-- GIVEN DATA follows --
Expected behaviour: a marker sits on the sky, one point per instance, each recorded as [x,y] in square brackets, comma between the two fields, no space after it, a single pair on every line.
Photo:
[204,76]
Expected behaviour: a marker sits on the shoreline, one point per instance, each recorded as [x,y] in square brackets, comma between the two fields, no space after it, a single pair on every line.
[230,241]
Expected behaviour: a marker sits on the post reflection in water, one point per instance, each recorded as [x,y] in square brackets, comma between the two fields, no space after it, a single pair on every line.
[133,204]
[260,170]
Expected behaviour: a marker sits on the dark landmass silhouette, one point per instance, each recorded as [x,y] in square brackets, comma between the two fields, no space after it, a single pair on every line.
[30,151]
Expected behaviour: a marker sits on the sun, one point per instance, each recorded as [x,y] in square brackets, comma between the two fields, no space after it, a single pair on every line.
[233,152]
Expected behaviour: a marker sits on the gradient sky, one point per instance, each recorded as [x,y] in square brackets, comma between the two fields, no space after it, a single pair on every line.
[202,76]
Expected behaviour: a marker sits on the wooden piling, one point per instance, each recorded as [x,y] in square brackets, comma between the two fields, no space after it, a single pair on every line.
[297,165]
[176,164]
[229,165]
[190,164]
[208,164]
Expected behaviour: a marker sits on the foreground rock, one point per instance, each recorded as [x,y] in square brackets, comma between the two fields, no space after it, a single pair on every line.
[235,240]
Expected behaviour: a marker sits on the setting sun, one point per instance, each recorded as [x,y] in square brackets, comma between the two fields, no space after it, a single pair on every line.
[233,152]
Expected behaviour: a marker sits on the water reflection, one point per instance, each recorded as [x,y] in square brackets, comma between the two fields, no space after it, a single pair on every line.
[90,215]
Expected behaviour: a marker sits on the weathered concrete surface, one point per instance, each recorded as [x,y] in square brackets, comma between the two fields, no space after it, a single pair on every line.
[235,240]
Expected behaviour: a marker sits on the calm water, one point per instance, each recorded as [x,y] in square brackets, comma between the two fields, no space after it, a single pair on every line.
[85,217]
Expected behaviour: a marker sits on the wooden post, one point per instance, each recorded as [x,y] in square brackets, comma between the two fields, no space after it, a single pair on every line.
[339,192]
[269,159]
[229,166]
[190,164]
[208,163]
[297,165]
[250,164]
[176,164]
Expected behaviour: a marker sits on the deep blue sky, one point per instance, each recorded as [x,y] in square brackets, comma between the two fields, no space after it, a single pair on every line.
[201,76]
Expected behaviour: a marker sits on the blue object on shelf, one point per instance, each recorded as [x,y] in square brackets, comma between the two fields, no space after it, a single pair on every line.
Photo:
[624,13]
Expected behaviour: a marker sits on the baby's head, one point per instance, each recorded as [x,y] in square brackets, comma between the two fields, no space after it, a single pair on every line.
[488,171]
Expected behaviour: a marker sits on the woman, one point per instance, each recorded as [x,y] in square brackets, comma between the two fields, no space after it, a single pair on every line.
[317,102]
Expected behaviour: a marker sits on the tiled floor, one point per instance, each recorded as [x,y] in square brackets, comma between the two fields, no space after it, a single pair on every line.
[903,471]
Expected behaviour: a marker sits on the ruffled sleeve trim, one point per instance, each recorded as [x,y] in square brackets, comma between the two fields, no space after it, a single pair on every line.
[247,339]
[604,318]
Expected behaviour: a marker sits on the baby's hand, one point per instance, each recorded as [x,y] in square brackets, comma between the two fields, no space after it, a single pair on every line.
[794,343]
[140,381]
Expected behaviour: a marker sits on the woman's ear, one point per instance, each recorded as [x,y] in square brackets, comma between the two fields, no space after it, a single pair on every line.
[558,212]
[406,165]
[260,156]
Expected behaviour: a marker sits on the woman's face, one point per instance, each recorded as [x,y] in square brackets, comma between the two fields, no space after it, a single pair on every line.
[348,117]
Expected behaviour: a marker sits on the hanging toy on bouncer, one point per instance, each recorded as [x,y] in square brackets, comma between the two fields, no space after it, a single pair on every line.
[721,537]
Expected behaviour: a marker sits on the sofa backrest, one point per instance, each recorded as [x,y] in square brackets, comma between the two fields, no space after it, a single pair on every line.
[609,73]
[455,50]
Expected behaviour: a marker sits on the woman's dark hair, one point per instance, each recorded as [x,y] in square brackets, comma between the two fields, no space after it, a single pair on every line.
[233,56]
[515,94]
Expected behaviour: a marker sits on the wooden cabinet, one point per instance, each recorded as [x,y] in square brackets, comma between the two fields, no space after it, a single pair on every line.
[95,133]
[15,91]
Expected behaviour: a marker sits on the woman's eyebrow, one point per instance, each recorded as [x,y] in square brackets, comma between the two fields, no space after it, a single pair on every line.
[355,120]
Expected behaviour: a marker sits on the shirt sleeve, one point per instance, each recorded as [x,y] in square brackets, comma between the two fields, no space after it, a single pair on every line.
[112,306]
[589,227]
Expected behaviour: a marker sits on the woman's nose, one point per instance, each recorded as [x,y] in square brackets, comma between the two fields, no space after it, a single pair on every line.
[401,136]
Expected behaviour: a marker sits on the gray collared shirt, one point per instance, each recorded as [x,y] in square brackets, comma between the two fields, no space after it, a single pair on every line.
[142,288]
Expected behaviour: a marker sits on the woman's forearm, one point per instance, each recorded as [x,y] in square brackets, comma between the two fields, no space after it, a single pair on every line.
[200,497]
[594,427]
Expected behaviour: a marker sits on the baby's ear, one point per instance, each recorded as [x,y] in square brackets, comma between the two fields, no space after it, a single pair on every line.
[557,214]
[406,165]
-- GIVEN DATA concluded --
#### EXERCISE INSTRUCTIONS
Output the entire set of records exactly as shown.

#### ANSWER SPACE
Expected behaviour: a marker sits on the sky, one point per instance, each recorded as [x,y] in square brackets, comma between the two fields, no space after it, a single pair on every line.
Photo:
[204,76]
Expected behaviour: a marker sits on the shoreline, one point per instance, each recorded as [x,y] in square brackets, comma between the two fields, no space after it, a single pair on every line.
[230,241]
Expected behaviour: a marker sits on the post reflection in water, one point per instance, each recorded as [x,y] in square brackets, comma between the two fields, no space after it, a single pair on every line.
[133,204]
[260,170]
Expected behaviour: a marker sits on the dark landmass silhouette, one point per instance, each recorded as [x,y] in square brackets, comma between the two fields, no space after it, a single pair on every line.
[30,151]
Expected behaviour: a marker sits on the sun, one point per instance, each recorded as [x,y] in square brackets, comma between the two fields, no space after it, a single pair on every line.
[233,152]
Expected behaviour: a marker sits on the gradient sky, one point per instance, each recorded as [x,y] in square brackets, comma between the two fields, no space after it, a single pair on every line.
[202,76]
Expected behaviour: a marker sits on the wooden piling, one point per instance, each recorded as [x,y] in square brackets, comma between the two fields, no space after it, a single pair on every line.
[297,165]
[176,164]
[229,165]
[190,164]
[208,164]
Expected behaviour: a marker sits on the foreground rock, one point per instance, each recorded as [x,y] in square brackets, comma between the two fields, no space after it, a single pair on every line.
[235,240]
Expected behaviour: a marker sits on the setting sun, one point per instance, each recorded as [x,y] in square brackets, comma between the two fields, no space after it, a single pair on every line.
[233,152]
Expected behaviour: a marker sits on the water reflection, one point per instance, each recorded as [x,y] in square brackets, comma between the two fields, no space after it, a single pair on every line.
[90,215]
Expected behaviour: a marker sits on the weathered concrete surface, one point per instance, each recorded as [x,y] in square brackets, comma between the two fields, no space after it, a single pair on every line.
[235,240]
Expected behaviour: a marker sits on the calm water, one point per instance, each recorded as [x,y] in square brackets, comma between the two fields, no space after it, a single pair on every line.
[85,217]
Expected behaviour: a marker sits on the wooden post, one point per instance, each recorded as [x,y] in square brackets, comma between the two fields, no space after it, a single pair on every line.
[339,192]
[269,159]
[229,166]
[190,164]
[208,163]
[297,165]
[250,164]
[176,164]
Expected behaviour: a marker sits on the deep blue sky, one point per instance, each recorded as [x,y] in square brackets, comma between the two fields, no space after it, a single pair on every line.
[201,76]
Expected behaviour: a marker sits on the blue object on shelf, one point per instance, each recorded as [x,y] in square brackets, comma between the two fields, no space after it, a single pair on every line.
Photo:
[624,13]
Expected behaviour: a marker sits on the baby's head, one point per instance, each recorded as [x,y] in square brackets, comma between the two fields, no space after it, a single pair on every line.
[488,171]
Expected behaviour: a marker sits on the woman, one point per instance, each recorded as [x,y] in square brackets, comma between the two fields, no space after it, a single pair on every line.
[317,102]
Expected behaviour: a marker sits on the tiled floor, one point per instance, each recorded as [x,y] in square brackets, comma between the two fields, no space after it, a single pair on every line.
[903,471]
Expected behaviour: a marker sits on the ruffled sleeve trim, one point per instance, each recorded as [x,y] in square brackets, comma between the two fields, no space after it, a single pair on every line.
[247,339]
[604,318]
Expected behaviour: a marker sits on the baby's hand, one point per instance, each recorded as [x,y] in square brackets, comma between the two fields, no space after it, a single pair on every line.
[794,343]
[140,381]
Expected behaviour: a marker sits on the woman's ear, one point per instance, each recorded as [x,y] in square brackets, comma between the two fields, no space after it, a single pair on every line.
[558,212]
[406,165]
[260,156]
Expected behaviour: a marker sits on the woman's face, one point per instance, each recorded as [x,y] in square brackets, comma between the two fields, no space after it, a single pair on every line.
[348,117]
Expected behaviour: a marker sits on the hanging toy on bouncer, one point per instance, each recorded as [x,y] in square brackets, comma between the two fields, no space after it, a single pair on every line.
[721,537]
Expected behaviour: a marker sits on the sofa backrest, one point per instance, each recorded as [x,y] in square brackets, comma between the two fields, no space after it, a single pair on every line.
[609,73]
[455,50]
Expected behaviour: a marker sits on the woman's dark hair, one point per instance, each recorded as [x,y] in square brackets, comma between the two fields, no space after it, a single pair on every line.
[233,56]
[515,94]
Expected behaviour: a marker sits on the wooden cabinet, one point per instance, each recorded as [x,y] in square brackets, comma between the two fields, no space after it, a single pair on every line.
[95,133]
[15,91]
Expected behaviour: a marker sits on the woman's eyebrow, one point per instance, each recorded as [x,y] in square brackets, comma between the two fields, no space after it, a single pair on every line.
[355,120]
Expected behaviour: a marker sits on the shirt sleeve, one point per instance, each recorded as [x,y] in square brackets, comma between the two fields, no space after it, a single pair on every line.
[112,306]
[589,227]
Expected behaviour: a marker sits on the woman's nose, one point per instance, each recorded as [x,y] in square brackets, comma between the two fields, no space after it, a single pair on every line.
[401,136]
Expected behaviour: a marker sits on the gray collared shirt, one point per instance, each recorded as [x,y] in square brackets, comma between the two fields, no space after it, a single pair on every line.
[142,288]
Expected behaviour: a marker sits on the woman's forearm, one point per instance, each recorded as [x,y] in square brackets, comma between the two fields, no space after it, a single pair on every line.
[200,497]
[594,427]
Expected behaviour: a marker sits on the baby's ear, one point per instance, each recorded as [x,y] in square brackets, comma between the two fields, no space after it, a single pair on every line.
[557,214]
[406,165]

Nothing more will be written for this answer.